→ WORK TO DO
Write out the data below in full. Keep it exact.

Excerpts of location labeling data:
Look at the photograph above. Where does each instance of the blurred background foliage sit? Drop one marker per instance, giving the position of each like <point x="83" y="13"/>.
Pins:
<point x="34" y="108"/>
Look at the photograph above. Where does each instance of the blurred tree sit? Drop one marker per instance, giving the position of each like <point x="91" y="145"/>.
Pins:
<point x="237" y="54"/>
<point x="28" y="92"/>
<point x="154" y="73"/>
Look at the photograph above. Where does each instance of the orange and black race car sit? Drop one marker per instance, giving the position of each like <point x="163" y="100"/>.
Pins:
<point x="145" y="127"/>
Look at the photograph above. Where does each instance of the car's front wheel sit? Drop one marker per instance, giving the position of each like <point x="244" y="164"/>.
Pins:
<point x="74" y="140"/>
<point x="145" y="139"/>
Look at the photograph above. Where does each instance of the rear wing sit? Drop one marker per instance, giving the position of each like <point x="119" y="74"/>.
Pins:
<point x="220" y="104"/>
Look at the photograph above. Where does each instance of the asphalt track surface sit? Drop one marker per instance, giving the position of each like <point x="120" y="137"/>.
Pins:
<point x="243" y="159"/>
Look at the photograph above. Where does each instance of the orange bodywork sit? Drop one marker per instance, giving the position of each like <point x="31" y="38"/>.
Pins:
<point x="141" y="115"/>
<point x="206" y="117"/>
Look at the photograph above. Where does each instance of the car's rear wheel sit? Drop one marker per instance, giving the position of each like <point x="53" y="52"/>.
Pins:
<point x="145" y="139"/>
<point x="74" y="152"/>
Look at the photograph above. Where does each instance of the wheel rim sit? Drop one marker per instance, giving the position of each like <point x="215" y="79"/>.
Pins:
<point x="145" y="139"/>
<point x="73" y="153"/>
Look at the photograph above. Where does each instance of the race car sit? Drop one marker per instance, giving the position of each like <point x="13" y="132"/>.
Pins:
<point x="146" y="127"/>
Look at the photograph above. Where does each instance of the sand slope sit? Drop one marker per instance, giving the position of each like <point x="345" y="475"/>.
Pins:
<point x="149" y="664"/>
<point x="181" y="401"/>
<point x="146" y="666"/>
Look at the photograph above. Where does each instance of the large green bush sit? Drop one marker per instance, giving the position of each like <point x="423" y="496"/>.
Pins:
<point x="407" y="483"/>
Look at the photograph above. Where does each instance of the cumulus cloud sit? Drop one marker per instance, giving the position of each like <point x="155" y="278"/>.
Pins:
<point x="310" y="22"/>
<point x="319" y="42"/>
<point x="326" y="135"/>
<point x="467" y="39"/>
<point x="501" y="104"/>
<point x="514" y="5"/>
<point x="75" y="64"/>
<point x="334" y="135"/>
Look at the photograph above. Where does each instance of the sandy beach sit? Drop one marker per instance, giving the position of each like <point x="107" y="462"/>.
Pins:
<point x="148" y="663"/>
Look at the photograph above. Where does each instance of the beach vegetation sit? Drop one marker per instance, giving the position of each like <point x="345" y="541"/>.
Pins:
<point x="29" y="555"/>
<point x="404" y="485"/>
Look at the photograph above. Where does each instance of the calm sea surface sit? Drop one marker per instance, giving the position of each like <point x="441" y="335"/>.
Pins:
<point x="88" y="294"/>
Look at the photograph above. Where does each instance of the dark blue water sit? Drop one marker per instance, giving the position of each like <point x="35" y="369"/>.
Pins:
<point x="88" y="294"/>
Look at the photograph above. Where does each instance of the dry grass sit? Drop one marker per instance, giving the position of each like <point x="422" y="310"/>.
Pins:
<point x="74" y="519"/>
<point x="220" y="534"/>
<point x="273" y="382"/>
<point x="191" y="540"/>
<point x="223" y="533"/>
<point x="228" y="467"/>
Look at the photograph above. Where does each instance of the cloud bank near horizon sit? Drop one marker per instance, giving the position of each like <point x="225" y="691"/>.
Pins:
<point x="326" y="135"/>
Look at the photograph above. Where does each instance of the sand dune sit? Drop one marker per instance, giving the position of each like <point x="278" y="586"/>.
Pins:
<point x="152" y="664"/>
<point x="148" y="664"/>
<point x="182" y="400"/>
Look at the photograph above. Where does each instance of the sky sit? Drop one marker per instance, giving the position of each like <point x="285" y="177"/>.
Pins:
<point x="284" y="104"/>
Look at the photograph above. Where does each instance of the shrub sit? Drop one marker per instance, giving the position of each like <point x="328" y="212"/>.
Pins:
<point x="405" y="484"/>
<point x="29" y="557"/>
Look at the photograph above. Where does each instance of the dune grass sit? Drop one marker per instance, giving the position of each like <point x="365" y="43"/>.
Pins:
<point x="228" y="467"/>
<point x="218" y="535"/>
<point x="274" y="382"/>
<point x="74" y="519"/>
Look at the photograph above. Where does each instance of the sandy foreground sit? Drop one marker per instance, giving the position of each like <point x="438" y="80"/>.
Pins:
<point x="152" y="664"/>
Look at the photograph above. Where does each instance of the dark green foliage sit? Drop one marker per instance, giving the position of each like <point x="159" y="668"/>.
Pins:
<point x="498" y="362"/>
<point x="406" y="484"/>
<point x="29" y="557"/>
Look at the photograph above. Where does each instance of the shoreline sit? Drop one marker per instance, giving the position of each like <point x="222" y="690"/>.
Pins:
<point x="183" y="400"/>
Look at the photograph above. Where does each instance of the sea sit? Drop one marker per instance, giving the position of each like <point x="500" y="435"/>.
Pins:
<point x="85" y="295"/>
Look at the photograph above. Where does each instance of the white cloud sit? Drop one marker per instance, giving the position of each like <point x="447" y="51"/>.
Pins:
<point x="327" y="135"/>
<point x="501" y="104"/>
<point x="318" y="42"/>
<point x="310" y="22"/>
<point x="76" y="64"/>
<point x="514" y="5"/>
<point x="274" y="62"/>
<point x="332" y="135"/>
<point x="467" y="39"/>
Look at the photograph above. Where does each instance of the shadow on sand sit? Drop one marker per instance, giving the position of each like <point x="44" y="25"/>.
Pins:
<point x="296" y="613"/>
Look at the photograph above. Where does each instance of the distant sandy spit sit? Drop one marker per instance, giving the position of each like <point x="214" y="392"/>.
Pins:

→ REPLY
Look at the photograph above. Where does each instance of the blurred background foliage sit? Drop one marker per instance, giving the position of each like <point x="83" y="13"/>.
Pins:
<point x="34" y="108"/>
Look at the photograph above. Where does each instance of the blurred tree sit? Drop one marker per instance, giving the position of each like <point x="91" y="145"/>.
Pins:
<point x="237" y="54"/>
<point x="28" y="92"/>
<point x="154" y="73"/>
Look at the photograph above. Where does each instance of the orange and black race car sit? Drop one marker per instance, giving the position of each like <point x="163" y="100"/>.
Pins:
<point x="145" y="127"/>
Look at the photograph above. Where does each instance of the car's front wheel sit? Drop one marker per instance, giving the position of each like <point x="244" y="164"/>.
Pins:
<point x="74" y="140"/>
<point x="145" y="139"/>
Look at the photograph above. Where does each instance of the rear wing sit? Drop one marker per instance, giving the position of each like <point x="119" y="74"/>.
Pins:
<point x="220" y="104"/>
Look at the photograph above. Where does each instance of the asphalt track surface sit? Drop one marker per instance, giving the position of each like <point x="120" y="137"/>.
Pins:
<point x="243" y="159"/>
Look at the photograph above. Where does each instance of the orange bodywork sit? Drop one marker per instance, giving the position of each like <point x="31" y="38"/>.
Pins:
<point x="141" y="115"/>
<point x="206" y="117"/>
Look at the photograph above. Where does each instance of the car's rear wheel sit? Drop one marker per instance, giving the position of each like <point x="53" y="52"/>.
Pins:
<point x="145" y="139"/>
<point x="74" y="152"/>
Look at the photograph above. Where does each instance of the wheel rim sit? Drop one marker per instance, giving the position of each like <point x="215" y="79"/>.
Pins:
<point x="145" y="139"/>
<point x="73" y="153"/>
Look at the photograph above. Where does each instance of the race car sit? Drop one marker per instance, giving the position of each like <point x="13" y="132"/>.
Pins:
<point x="146" y="127"/>
Look at the photograph above. Where does each instance of the sand slope sit? Drop one marker per instance, giving the position of each like <point x="345" y="475"/>.
Pins:
<point x="149" y="664"/>
<point x="181" y="401"/>
<point x="146" y="666"/>
Look at the photograph above. Where does each instance of the large green bush sit? Drop one marker per instance, giving the position of each like <point x="423" y="496"/>.
Pins:
<point x="407" y="483"/>
Look at the photograph above. Where does each instance of the cumulus cloud sit? Drop one marker per instance, giving the position of each like <point x="155" y="278"/>.
Pins:
<point x="310" y="22"/>
<point x="319" y="42"/>
<point x="326" y="135"/>
<point x="467" y="39"/>
<point x="501" y="104"/>
<point x="514" y="5"/>
<point x="75" y="64"/>
<point x="334" y="135"/>
Look at the photograph above. Where does each instance of the sandy beach sit? Drop one marker per instance, giving the position of each like <point x="107" y="462"/>.
Pins:
<point x="148" y="663"/>
Look at the photograph above. Where does each instance of the beach vegetation sit? Drop one marker per instance, giving the position of each like <point x="345" y="541"/>.
Pins:
<point x="29" y="555"/>
<point x="404" y="485"/>
Look at the photograph above. Where does each instance of the calm sea surface sit? Drop one marker per instance, giving the position of each like <point x="441" y="335"/>.
Pins:
<point x="88" y="294"/>
Look at the photograph above. Where does each instance of the dark blue water sit? Drop one marker per instance, giving the position of each like <point x="35" y="369"/>.
Pins:
<point x="88" y="294"/>
Look at the photograph above. Where does each instance of the dry grass sit? Drop one marker per instance, giving the position of each like <point x="422" y="310"/>.
Pins:
<point x="74" y="519"/>
<point x="220" y="534"/>
<point x="273" y="382"/>
<point x="191" y="540"/>
<point x="223" y="533"/>
<point x="228" y="467"/>
Look at the photograph above. Where does each instance of the cloud bank near horizon sit? Drop one marker per instance, giving the position of each like <point x="225" y="691"/>.
Pins:
<point x="326" y="135"/>
Look at the photograph above. Where does each instance of the sand dune sit? Drop one marker per instance, giving the position of each like <point x="278" y="586"/>.
Pins:
<point x="152" y="664"/>
<point x="148" y="664"/>
<point x="182" y="400"/>
Look at the photograph above. Where does each instance of the sky sit? Drop one marker per instance, giving the position of each like <point x="285" y="177"/>.
Pins:
<point x="284" y="104"/>
Look at the photograph above. Where does each instance of the shrub sit? Drop one marker per instance, giving the position of each like <point x="328" y="212"/>.
Pins:
<point x="405" y="484"/>
<point x="29" y="557"/>
Look at the photograph above. Where does each instance of the dune grass sit? Drop one marker per instance, giving the position of each like <point x="365" y="43"/>.
Pins:
<point x="228" y="467"/>
<point x="218" y="535"/>
<point x="274" y="382"/>
<point x="74" y="519"/>
Look at the photograph above. Where does each instance of the sandy foreground sit? Drop one marker per instance, giving the position of each like <point x="438" y="80"/>.
Pins:
<point x="152" y="664"/>
Look at the photograph above. Where does each instance of the dark green foliage sit? Drop one marker per instance, giving the position of each like <point x="159" y="668"/>.
Pins:
<point x="498" y="362"/>
<point x="406" y="484"/>
<point x="29" y="557"/>
Look at the photograph above. Where does each instance of the shoreline sit? Drop one marker per instance, giving the position of each like <point x="222" y="690"/>.
Pins:
<point x="183" y="400"/>
Look at the photograph above. Where does each instance of the sea sit? Drop one marker per instance, giving the position of each like <point x="500" y="435"/>.
Pins:
<point x="85" y="295"/>
Look at the photograph above. Where does each instance of the white cloud sit? Drop one marker per instance, giving the position of each like <point x="447" y="51"/>.
Pins:
<point x="327" y="135"/>
<point x="501" y="104"/>
<point x="318" y="42"/>
<point x="310" y="22"/>
<point x="76" y="64"/>
<point x="514" y="5"/>
<point x="274" y="62"/>
<point x="332" y="135"/>
<point x="467" y="39"/>
Look at the photograph above. Where does each instance of the shadow on sand sit? Drop one marker per instance, giving the position of each like <point x="44" y="25"/>.
Pins:
<point x="296" y="613"/>
Look at the photograph above. Where does each instance of the distant sandy spit sit? Drop one marker per instance, giving the position of each like <point x="214" y="392"/>.
Pins:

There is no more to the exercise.